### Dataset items
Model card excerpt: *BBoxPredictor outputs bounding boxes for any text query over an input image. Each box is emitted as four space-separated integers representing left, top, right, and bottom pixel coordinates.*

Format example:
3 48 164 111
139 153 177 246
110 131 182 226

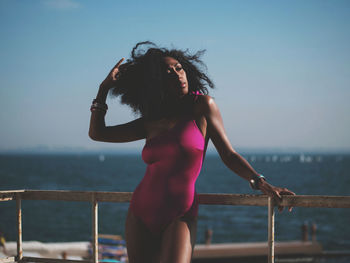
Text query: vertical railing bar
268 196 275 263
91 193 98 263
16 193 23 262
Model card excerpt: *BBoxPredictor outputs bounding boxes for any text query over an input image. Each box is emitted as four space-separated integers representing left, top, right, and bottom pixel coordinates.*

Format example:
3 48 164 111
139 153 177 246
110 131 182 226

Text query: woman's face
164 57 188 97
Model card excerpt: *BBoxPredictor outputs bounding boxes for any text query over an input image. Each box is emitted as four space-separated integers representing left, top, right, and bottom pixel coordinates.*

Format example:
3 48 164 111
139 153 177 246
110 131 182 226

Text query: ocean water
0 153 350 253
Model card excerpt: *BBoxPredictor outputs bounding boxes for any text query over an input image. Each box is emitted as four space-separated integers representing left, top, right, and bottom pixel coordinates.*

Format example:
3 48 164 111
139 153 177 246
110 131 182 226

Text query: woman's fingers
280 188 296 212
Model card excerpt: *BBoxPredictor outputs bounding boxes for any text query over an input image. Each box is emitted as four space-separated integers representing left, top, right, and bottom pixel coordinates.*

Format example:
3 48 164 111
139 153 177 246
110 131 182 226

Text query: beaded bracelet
* * *
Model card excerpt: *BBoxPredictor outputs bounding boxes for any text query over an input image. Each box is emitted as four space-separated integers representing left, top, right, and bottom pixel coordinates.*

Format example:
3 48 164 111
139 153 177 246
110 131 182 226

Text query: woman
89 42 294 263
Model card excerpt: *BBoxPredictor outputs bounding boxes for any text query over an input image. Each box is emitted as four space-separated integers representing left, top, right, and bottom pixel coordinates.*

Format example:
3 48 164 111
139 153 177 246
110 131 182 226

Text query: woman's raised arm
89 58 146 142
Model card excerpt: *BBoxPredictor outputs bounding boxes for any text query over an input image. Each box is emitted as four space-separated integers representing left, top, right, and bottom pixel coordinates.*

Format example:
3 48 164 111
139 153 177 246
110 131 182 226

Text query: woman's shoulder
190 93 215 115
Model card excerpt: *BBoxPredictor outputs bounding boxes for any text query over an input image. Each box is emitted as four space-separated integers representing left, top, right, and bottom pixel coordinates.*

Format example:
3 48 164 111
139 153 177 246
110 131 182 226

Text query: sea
* * *
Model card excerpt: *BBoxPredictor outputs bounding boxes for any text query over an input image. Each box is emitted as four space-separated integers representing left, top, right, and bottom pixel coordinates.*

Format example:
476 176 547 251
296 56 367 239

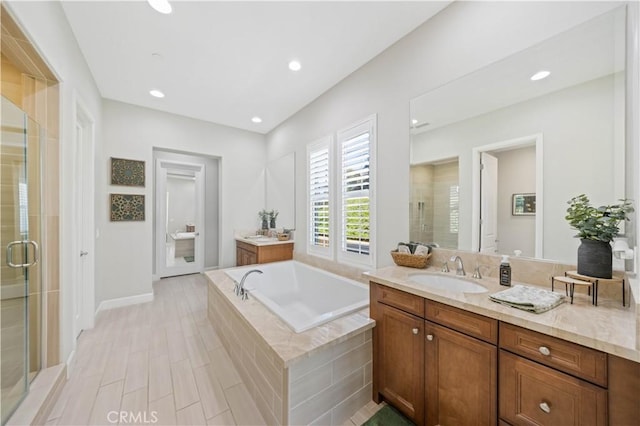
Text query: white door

### Aim
From the listing above, pull out each line that contains the word "woman" and copy those lines unchanged.

### Expected answer
Text query: woman's face
Text query: woman's fingers
Text query: woman
Text query: woman's raised arm
Text query: woman's shoulder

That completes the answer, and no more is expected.